- **PROVIDED TEXT**
----

Watford (16-15-15 DWLLDW 11th) v QPR (13-11-22 DLDWWL 20th)

Mercantile Credit Trophy >>> Saturday August 5, 2023 >>> Kick Off 15.00 >>> Weather – Ashes summer >>> Vicarage Road, Watford

There is a fatalistic masochism to following a poor football team.

The idea that all events are subject to fate, will inevitably conspire against you, and yet you enjoy the pain so much you return week after week, month after month, year after year for another dose. It suits the British sense of humour perfectly. Like all of the Ashes tests being close except for the one that ended in a draw, I’m not sure you could explain to an American sports fan why you’d not only take two days off work and part with several hundred pounds to watch a team on an 18 month losing streak get done 6-1 at Blackpool at the other end of the country on a cold Tuesday, but then get the same train to the same part of the world at the same cost for much the same outcome at Wigan the following week. On top of that, actually quite enjoy it. The camaraderie with your fellow addicts; the gallows humour, dark jokes and songs about how you’re going to win 7-6; the secret pride you take in the incredulity of your work mates that yes that was really the score, yes it really was that bad (could have been even more, in fact), yes you’ve been to every game and yes you’ll be there again next week. The "we’re fucking shit” chant, or the meme of the lad laughing while pretending to drink bleach, but in the form of a lifestyle.

----

- **DATA UNDER STUDY**
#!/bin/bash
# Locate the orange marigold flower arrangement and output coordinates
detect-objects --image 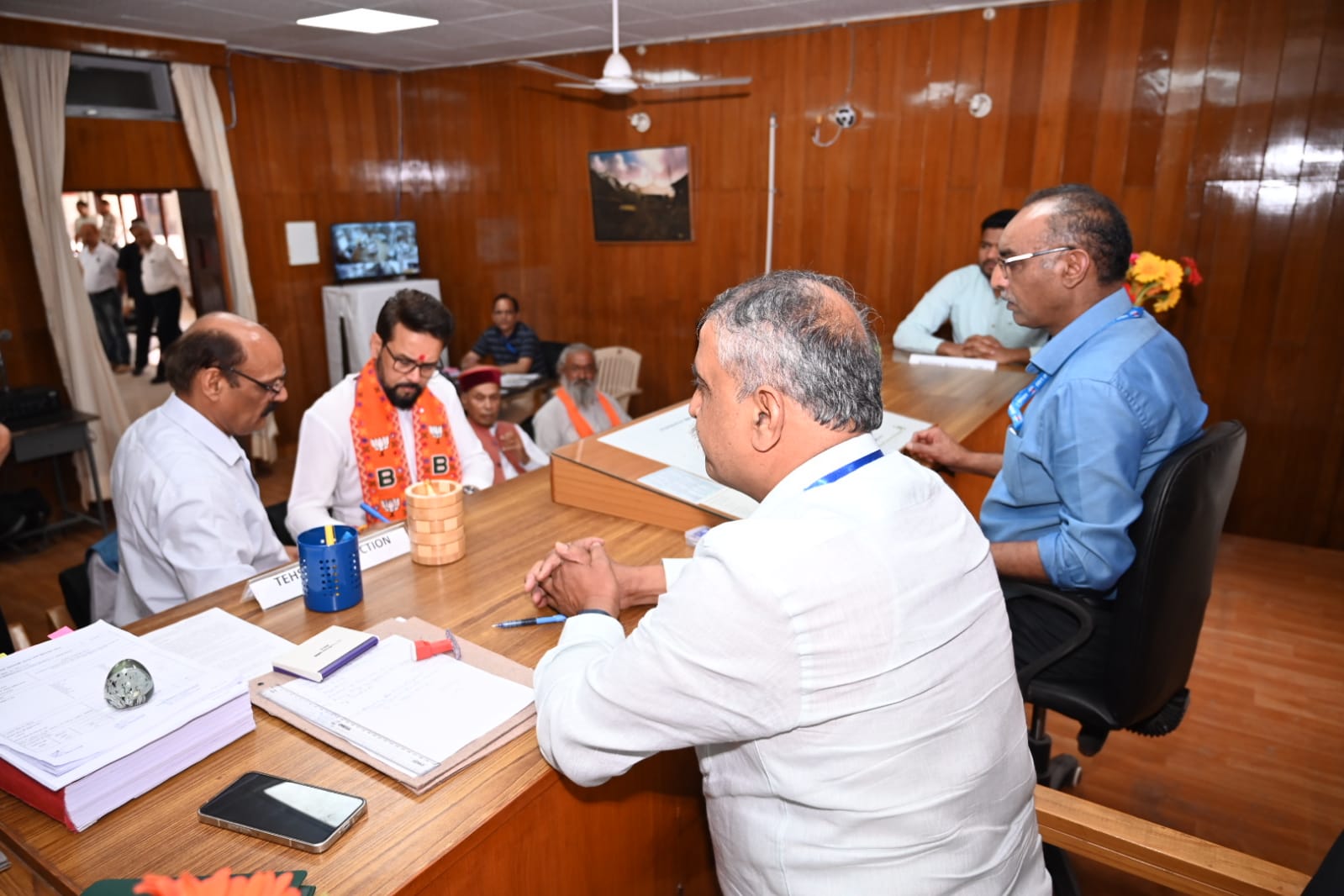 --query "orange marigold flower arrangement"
[1125,252,1204,312]
[132,867,298,896]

----

- **WHAT YOU NEED TO DO**
A. Can you duplicate the preview's passage from "Mercantile Credit Trophy" to "poor football team."?
B. Answer these questions about the preview:
(i) At which ground is the match played?
(ii) What is the kick-off time?
(iii) What was the score when the team lost at Blackpool?
The listing is separate material and is unrelated to the preview.

- **TASK RESPONSES**
A.
Mercantile Credit Trophy >>> Saturday August 5, 2023 >>> Kick Off 15.00 >>> Weather – Ashes summer >>> Vicarage Road, Watford

There is a fatalistic masochism to following a poor football team.

B.
(i) Vicarage Road, Watford
(ii) 15.00
(iii) 6-1